• [What is required]:
Tally the rows below in which the word "moose" occurs, and give only that number.

• [Material provided]:

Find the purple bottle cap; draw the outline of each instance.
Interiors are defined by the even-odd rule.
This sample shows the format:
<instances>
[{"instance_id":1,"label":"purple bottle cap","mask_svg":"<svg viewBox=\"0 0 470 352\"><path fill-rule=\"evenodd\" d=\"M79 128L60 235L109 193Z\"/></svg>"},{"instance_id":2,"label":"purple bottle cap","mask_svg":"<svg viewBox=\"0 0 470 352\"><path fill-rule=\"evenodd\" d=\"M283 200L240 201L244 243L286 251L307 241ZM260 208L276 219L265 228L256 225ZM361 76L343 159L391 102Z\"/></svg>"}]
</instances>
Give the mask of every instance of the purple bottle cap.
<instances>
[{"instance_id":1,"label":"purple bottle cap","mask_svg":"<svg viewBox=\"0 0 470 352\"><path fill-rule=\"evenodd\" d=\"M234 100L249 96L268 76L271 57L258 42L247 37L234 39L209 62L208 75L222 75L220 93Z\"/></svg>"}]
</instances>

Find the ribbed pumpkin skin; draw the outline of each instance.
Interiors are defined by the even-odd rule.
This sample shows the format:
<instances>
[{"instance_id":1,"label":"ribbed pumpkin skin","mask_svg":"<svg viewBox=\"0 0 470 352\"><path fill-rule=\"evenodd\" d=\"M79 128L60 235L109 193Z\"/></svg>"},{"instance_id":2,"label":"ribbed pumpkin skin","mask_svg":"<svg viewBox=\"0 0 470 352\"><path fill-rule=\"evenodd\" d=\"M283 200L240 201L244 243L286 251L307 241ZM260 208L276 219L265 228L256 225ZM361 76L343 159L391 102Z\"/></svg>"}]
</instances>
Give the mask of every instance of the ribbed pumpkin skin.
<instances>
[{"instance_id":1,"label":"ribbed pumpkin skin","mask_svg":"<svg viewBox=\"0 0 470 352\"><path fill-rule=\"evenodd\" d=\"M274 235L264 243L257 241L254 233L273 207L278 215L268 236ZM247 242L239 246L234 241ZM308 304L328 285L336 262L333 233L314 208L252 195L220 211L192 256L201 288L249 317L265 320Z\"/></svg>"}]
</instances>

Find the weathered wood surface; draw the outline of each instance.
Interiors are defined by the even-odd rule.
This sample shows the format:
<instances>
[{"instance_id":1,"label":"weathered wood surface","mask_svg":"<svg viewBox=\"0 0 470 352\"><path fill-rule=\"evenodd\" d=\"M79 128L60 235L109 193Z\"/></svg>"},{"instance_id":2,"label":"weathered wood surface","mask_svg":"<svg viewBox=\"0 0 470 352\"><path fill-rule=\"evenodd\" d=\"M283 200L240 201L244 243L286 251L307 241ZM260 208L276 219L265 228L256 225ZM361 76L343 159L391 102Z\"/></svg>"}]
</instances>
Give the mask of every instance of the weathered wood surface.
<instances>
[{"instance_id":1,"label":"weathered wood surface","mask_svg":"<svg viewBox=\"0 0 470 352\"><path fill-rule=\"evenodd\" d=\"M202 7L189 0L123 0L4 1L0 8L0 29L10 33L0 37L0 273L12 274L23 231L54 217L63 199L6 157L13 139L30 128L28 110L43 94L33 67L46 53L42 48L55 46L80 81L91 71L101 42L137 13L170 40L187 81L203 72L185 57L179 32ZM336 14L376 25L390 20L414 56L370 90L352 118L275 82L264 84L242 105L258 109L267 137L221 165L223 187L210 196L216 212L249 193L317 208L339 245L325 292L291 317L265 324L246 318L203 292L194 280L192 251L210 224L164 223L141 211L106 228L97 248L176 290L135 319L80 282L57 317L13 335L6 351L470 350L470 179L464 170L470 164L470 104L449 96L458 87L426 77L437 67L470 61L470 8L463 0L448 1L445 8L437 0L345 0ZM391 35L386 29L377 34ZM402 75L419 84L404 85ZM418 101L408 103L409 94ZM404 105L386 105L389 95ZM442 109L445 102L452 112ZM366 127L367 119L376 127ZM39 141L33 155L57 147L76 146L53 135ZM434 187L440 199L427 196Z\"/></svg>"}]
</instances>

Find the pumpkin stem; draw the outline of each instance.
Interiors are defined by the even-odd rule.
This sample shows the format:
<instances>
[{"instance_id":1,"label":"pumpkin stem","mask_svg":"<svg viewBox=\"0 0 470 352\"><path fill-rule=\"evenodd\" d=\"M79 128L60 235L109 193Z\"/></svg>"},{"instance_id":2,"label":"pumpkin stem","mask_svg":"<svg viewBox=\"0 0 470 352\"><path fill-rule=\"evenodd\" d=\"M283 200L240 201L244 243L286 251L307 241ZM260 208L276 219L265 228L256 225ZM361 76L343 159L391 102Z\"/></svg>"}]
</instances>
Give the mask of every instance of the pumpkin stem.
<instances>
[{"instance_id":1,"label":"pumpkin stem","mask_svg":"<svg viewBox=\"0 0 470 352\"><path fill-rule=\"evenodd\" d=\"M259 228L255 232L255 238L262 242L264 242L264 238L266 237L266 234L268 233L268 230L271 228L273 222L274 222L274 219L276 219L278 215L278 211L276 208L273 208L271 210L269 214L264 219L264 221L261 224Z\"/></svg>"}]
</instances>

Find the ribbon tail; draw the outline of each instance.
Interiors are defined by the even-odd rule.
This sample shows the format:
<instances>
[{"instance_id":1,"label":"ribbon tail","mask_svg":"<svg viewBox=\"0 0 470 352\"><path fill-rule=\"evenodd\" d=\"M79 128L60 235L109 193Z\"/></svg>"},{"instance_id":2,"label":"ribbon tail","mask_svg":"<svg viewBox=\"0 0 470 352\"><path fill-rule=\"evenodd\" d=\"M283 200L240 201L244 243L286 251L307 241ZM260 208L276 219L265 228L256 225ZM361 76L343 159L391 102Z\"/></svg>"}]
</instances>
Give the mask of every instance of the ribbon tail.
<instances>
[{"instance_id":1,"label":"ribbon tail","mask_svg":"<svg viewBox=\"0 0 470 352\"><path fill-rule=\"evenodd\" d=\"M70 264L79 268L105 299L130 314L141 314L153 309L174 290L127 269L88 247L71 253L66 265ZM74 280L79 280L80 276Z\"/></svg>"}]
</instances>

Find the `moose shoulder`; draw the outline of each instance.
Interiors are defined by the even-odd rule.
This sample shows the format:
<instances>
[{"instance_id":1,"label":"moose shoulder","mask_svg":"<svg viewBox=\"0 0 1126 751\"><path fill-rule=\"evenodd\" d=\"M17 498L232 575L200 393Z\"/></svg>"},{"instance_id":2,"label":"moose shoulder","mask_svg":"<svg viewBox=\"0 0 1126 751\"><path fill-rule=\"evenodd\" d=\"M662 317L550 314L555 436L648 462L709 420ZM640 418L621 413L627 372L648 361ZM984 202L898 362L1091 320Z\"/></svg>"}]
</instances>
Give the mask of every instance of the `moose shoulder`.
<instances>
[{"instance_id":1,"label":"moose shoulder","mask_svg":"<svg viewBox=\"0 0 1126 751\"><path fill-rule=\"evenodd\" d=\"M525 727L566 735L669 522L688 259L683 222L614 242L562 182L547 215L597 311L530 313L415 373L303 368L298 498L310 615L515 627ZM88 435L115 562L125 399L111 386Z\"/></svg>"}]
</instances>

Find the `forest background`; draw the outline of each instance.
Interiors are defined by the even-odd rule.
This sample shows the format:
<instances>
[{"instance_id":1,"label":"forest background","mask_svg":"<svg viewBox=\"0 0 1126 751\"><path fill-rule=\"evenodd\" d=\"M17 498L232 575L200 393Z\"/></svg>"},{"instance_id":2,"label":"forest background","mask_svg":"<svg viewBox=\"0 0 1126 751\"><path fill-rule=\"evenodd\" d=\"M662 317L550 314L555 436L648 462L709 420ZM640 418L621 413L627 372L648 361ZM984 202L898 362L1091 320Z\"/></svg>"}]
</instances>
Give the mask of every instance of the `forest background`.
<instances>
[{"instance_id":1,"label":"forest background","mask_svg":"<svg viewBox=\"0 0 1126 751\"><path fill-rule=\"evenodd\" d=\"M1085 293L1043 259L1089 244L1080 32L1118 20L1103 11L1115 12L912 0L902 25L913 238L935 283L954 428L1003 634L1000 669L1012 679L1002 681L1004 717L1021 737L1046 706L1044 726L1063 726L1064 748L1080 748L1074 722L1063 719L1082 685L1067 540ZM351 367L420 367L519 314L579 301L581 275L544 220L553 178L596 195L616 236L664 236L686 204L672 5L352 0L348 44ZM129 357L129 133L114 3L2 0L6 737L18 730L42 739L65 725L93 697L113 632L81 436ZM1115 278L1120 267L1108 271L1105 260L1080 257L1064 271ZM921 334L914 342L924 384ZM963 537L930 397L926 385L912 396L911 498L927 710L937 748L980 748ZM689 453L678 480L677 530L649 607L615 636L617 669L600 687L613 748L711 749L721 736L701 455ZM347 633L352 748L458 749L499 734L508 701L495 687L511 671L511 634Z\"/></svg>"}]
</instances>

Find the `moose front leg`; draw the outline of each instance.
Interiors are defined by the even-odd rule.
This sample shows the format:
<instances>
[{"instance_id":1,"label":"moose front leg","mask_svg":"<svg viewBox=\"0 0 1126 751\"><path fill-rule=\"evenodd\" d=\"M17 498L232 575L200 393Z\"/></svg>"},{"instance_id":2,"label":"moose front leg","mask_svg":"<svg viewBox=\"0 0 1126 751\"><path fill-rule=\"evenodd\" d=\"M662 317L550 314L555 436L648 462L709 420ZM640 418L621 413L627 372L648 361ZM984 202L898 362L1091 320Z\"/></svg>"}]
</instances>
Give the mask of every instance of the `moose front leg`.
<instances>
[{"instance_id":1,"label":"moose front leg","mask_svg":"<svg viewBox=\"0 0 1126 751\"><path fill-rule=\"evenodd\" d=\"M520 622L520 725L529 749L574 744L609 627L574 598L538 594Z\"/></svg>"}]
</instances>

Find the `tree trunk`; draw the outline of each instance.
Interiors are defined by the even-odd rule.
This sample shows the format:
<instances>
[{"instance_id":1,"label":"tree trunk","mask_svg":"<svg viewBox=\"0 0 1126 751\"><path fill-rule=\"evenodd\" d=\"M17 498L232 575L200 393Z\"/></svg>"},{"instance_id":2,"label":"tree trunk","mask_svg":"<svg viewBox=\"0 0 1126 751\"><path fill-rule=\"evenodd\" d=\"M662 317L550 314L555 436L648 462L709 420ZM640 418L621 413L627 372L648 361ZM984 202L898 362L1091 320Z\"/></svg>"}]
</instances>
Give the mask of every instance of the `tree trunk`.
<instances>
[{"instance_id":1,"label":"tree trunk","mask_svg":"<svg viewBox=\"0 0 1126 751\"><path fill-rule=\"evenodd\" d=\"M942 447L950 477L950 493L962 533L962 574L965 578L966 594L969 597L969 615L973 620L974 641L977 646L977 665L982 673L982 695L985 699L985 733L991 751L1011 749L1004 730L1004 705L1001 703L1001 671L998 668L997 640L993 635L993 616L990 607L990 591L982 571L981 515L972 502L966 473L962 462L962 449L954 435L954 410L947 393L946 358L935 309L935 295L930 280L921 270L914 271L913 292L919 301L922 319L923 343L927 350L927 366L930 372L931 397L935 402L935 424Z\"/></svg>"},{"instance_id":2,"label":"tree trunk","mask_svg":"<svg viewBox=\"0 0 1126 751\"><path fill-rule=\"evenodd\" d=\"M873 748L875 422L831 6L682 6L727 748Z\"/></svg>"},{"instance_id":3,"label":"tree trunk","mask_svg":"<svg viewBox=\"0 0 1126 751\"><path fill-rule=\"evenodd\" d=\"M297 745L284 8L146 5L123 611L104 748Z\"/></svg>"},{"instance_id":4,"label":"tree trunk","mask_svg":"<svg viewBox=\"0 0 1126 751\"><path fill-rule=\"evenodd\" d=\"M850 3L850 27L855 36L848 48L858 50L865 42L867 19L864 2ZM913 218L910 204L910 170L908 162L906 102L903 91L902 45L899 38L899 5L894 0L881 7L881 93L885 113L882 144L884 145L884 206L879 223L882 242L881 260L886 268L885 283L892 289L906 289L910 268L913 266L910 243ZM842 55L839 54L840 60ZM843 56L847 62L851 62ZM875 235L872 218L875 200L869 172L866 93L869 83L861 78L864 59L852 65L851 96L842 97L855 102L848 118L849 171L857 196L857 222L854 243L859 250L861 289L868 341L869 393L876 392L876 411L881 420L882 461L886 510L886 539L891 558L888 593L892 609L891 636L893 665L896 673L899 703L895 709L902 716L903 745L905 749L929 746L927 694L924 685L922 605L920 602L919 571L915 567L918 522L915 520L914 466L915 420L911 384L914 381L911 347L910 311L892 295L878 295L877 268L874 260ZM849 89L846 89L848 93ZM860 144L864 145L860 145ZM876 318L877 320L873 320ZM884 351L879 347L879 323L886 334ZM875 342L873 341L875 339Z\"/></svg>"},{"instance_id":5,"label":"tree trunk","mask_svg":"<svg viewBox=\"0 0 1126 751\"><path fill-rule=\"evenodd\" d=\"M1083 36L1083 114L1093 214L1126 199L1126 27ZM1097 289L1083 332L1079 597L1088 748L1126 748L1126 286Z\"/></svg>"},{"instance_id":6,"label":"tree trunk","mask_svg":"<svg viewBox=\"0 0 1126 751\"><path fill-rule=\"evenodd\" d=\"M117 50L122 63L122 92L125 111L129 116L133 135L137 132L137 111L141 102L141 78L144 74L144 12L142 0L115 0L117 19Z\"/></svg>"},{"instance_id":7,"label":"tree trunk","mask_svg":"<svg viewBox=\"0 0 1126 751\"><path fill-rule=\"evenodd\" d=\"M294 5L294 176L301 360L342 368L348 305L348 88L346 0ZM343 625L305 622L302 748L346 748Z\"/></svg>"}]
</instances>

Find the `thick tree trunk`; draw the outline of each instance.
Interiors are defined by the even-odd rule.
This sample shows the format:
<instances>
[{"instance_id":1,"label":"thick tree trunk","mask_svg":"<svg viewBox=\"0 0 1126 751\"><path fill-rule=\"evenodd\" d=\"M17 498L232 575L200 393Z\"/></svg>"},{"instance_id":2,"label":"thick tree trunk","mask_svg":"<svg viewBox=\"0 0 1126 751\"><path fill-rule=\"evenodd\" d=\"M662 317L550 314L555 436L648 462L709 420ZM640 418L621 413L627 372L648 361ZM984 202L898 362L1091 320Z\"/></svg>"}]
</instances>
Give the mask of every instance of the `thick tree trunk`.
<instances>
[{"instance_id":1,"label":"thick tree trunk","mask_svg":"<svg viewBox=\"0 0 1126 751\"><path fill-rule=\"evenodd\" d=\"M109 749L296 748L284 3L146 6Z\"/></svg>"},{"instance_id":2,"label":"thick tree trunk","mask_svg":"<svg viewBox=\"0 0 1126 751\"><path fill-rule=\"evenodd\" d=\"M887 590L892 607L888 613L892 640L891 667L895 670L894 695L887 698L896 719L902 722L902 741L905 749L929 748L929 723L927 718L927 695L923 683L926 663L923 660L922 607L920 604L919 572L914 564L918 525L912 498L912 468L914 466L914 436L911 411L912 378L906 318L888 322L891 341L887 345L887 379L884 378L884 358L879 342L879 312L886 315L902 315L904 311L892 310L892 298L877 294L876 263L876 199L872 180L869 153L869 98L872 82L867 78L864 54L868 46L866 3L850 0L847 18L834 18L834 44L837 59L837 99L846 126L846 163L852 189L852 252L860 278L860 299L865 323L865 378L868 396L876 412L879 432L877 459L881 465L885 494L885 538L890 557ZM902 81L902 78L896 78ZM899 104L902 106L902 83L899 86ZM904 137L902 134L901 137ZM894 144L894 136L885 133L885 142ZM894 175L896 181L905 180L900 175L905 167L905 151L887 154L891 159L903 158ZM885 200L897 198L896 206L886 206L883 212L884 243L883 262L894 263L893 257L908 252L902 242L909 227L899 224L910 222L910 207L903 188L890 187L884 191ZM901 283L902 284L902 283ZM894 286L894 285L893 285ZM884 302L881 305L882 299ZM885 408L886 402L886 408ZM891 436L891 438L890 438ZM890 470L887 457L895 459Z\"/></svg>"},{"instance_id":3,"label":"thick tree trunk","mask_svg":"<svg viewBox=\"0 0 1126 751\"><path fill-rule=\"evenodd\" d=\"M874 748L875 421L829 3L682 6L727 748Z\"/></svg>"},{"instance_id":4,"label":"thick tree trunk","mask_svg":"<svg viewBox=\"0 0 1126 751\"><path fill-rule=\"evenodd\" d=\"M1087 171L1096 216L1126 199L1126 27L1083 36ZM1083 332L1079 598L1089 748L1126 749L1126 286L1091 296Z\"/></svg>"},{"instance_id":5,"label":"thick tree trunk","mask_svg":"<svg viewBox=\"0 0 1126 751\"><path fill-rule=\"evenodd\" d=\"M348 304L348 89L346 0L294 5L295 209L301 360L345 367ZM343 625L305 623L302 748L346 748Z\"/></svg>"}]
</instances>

• [The output]:
8